**Stated goal**
Render every line of the data below as a Markdown table with the columns "Row" and "Line", numbering the rows in order and leaving out blank lines.
-- Start of Dataset --
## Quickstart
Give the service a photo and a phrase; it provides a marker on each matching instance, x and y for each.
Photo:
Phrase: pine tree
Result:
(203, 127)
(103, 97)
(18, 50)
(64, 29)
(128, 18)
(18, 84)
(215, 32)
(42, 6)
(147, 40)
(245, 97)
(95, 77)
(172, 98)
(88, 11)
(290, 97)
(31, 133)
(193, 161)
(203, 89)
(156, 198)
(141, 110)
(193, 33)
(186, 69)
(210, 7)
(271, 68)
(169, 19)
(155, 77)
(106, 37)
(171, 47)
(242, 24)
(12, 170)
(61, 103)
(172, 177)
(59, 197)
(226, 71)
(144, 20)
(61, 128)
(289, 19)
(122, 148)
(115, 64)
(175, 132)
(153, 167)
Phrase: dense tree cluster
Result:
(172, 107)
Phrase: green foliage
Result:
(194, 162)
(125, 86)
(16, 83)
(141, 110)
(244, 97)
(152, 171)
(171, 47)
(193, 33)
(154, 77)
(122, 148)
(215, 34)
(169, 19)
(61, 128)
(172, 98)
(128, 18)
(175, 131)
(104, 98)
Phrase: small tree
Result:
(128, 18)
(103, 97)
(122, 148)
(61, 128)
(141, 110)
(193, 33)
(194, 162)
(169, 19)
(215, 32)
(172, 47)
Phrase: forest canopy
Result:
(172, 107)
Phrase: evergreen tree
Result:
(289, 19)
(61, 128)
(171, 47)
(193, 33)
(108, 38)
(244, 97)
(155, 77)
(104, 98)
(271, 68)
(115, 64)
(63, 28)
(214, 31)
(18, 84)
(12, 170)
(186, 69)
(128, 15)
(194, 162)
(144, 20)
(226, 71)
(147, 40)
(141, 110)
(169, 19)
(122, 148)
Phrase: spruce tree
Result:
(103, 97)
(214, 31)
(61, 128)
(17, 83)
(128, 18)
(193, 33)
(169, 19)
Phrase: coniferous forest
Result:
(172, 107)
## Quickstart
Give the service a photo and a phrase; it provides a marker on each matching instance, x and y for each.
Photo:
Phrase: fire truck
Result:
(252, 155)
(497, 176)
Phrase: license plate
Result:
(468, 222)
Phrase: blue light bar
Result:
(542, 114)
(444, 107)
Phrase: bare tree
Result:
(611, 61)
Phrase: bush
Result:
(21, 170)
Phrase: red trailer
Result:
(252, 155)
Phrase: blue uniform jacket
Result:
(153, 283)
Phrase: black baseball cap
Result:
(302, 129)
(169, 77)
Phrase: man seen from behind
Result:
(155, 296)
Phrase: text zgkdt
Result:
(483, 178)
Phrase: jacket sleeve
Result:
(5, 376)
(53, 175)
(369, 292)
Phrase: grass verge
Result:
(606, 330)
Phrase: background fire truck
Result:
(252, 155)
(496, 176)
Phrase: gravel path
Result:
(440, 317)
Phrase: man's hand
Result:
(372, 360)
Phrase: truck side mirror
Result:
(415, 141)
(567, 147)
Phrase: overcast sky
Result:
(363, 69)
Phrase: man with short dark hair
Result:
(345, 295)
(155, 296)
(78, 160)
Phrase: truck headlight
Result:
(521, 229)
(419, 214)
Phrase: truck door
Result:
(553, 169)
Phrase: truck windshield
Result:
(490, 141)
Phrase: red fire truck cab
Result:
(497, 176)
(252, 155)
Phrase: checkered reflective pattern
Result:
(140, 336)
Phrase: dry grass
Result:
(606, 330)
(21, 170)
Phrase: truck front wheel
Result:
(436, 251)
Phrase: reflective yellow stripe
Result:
-- End of Dataset --
**Solution to this problem**
| Row | Line |
|---|---|
| 1 | ## Quickstart |
| 2 | Give the service a photo and a phrase; it provides a marker on each matching instance, x and y for each. |
| 3 | Photo: |
| 4 | Phrase: pine tree |
| 5 | Result: |
| 6 | (203, 127) |
| 7 | (103, 97) |
| 8 | (18, 50) |
| 9 | (64, 29) |
| 10 | (128, 18) |
| 11 | (18, 84) |
| 12 | (215, 32) |
| 13 | (42, 6) |
| 14 | (147, 40) |
| 15 | (245, 97) |
| 16 | (95, 77) |
| 17 | (172, 98) |
| 18 | (88, 11) |
| 19 | (290, 97) |
| 20 | (31, 133) |
| 21 | (193, 161) |
| 22 | (203, 89) |
| 23 | (156, 198) |
| 24 | (141, 110) |
| 25 | (193, 33) |
| 26 | (186, 69) |
| 27 | (210, 7) |
| 28 | (271, 68) |
| 29 | (169, 19) |
| 30 | (155, 77) |
| 31 | (106, 37) |
| 32 | (171, 47) |
| 33 | (242, 24) |
| 34 | (12, 170) |
| 35 | (61, 103) |
| 36 | (172, 177) |
| 37 | (59, 197) |
| 38 | (226, 71) |
| 39 | (144, 20) |
| 40 | (61, 128) |
| 41 | (289, 19) |
| 42 | (122, 148) |
| 43 | (115, 64) |
| 44 | (175, 132) |
| 45 | (153, 167) |
| 46 | Phrase: dense tree cluster |
| 47 | Result: |
| 48 | (172, 107) |
| 49 | Phrase: green foliage |
| 50 | Result: |
| 51 | (194, 162) |
| 52 | (125, 86) |
| 53 | (16, 83) |
| 54 | (141, 110) |
| 55 | (244, 97) |
| 56 | (152, 171) |
| 57 | (171, 47) |
| 58 | (193, 33) |
| 59 | (154, 77) |
| 60 | (122, 148) |
| 61 | (215, 34) |
| 62 | (169, 19) |
| 63 | (61, 128) |
| 64 | (172, 98) |
| 65 | (128, 18) |
| 66 | (175, 131) |
| 67 | (104, 98) |
| 68 | Phrase: small tree |
| 69 | Result: |
| 70 | (128, 18) |
| 71 | (103, 97) |
| 72 | (122, 148) |
| 73 | (61, 128) |
| 74 | (141, 110) |
| 75 | (193, 33) |
| 76 | (194, 162) |
| 77 | (169, 19) |
| 78 | (215, 32) |
| 79 | (172, 47) |
| 80 | Phrase: forest canopy |
| 81 | Result: |
| 82 | (172, 107) |
| 83 | Phrase: evergreen tree |
| 84 | Result: |
| 85 | (289, 19) |
| 86 | (61, 128) |
| 87 | (171, 47) |
| 88 | (193, 33) |
| 89 | (108, 38) |
| 90 | (244, 97) |
| 91 | (155, 77) |
| 92 | (104, 98) |
| 93 | (271, 68) |
| 94 | (115, 64) |
| 95 | (63, 28) |
| 96 | (214, 31) |
| 97 | (18, 84) |
| 98 | (12, 170) |
| 99 | (186, 69) |
| 100 | (128, 15) |
| 101 | (194, 162) |
| 102 | (144, 20) |
| 103 | (226, 71) |
| 104 | (147, 40) |
| 105 | (141, 110) |
| 106 | (169, 19) |
| 107 | (122, 148) |
| 108 | Phrase: spruce tree |
| 109 | Result: |
| 110 | (103, 97) |
| 111 | (214, 31) |
| 112 | (61, 128) |
| 113 | (17, 83) |
| 114 | (128, 18) |
| 115 | (193, 33) |
| 116 | (169, 19) |
| 117 | Phrase: coniferous forest |
| 118 | Result: |
| 119 | (172, 107) |
| 120 | ## Quickstart |
| 121 | Give the service a photo and a phrase; it provides a marker on each matching instance, x and y for each. |
| 122 | Photo: |
| 123 | Phrase: fire truck |
| 124 | Result: |
| 125 | (252, 155) |
| 126 | (497, 176) |
| 127 | Phrase: license plate |
| 128 | Result: |
| 129 | (468, 222) |
| 130 | Phrase: blue light bar |
| 131 | Result: |
| 132 | (542, 114) |
| 133 | (444, 107) |
| 134 | Phrase: bare tree |
| 135 | Result: |
| 136 | (611, 61) |
| 137 | Phrase: bush |
| 138 | Result: |
| 139 | (21, 170) |
| 140 | Phrase: red trailer |
| 141 | Result: |
| 142 | (252, 155) |
| 143 | Phrase: blue uniform jacket |
| 144 | Result: |
| 145 | (153, 283) |
| 146 | Phrase: black baseball cap |
| 147 | Result: |
| 148 | (302, 129) |
| 149 | (169, 77) |
| 150 | Phrase: man seen from behind |
| 151 | Result: |
| 152 | (155, 296) |
| 153 | Phrase: text zgkdt |
| 154 | Result: |
| 155 | (483, 178) |
| 156 | Phrase: jacket sleeve |
| 157 | Result: |
| 158 | (5, 376) |
| 159 | (53, 175) |
| 160 | (369, 292) |
| 161 | Phrase: grass verge |
| 162 | Result: |
| 163 | (606, 330) |
| 164 | Phrase: background fire truck |
| 165 | Result: |
| 166 | (252, 155) |
| 167 | (496, 176) |
| 168 | Phrase: gravel path |
| 169 | Result: |
| 170 | (440, 317) |
| 171 | Phrase: man's hand |
| 172 | Result: |
| 173 | (372, 360) |
| 174 | Phrase: truck side mirror |
| 175 | Result: |
| 176 | (415, 141) |
| 177 | (567, 147) |
| 178 | Phrase: overcast sky |
| 179 | Result: |
| 180 | (363, 69) |
| 181 | Phrase: man with short dark hair |
| 182 | Result: |
| 183 | (345, 295) |
| 184 | (155, 296) |
| 185 | (78, 160) |
| 186 | Phrase: truck headlight |
| 187 | Result: |
| 188 | (521, 229) |
| 189 | (419, 214) |
| 190 | Phrase: truck door |
| 191 | Result: |
| 192 | (553, 169) |
| 193 | Phrase: truck windshield |
| 194 | Result: |
| 195 | (490, 141) |
| 196 | Phrase: red fire truck cab |
| 197 | Result: |
| 198 | (497, 176) |
| 199 | (252, 155) |
| 200 | Phrase: checkered reflective pattern |
| 201 | Result: |
| 202 | (140, 336) |
| 203 | Phrase: dry grass |
| 204 | Result: |
| 205 | (606, 330) |
| 206 | (21, 170) |
| 207 | Phrase: truck front wheel |
| 208 | Result: |
| 209 | (436, 251) |
| 210 | Phrase: reflective yellow stripe |
| 211 | Result: |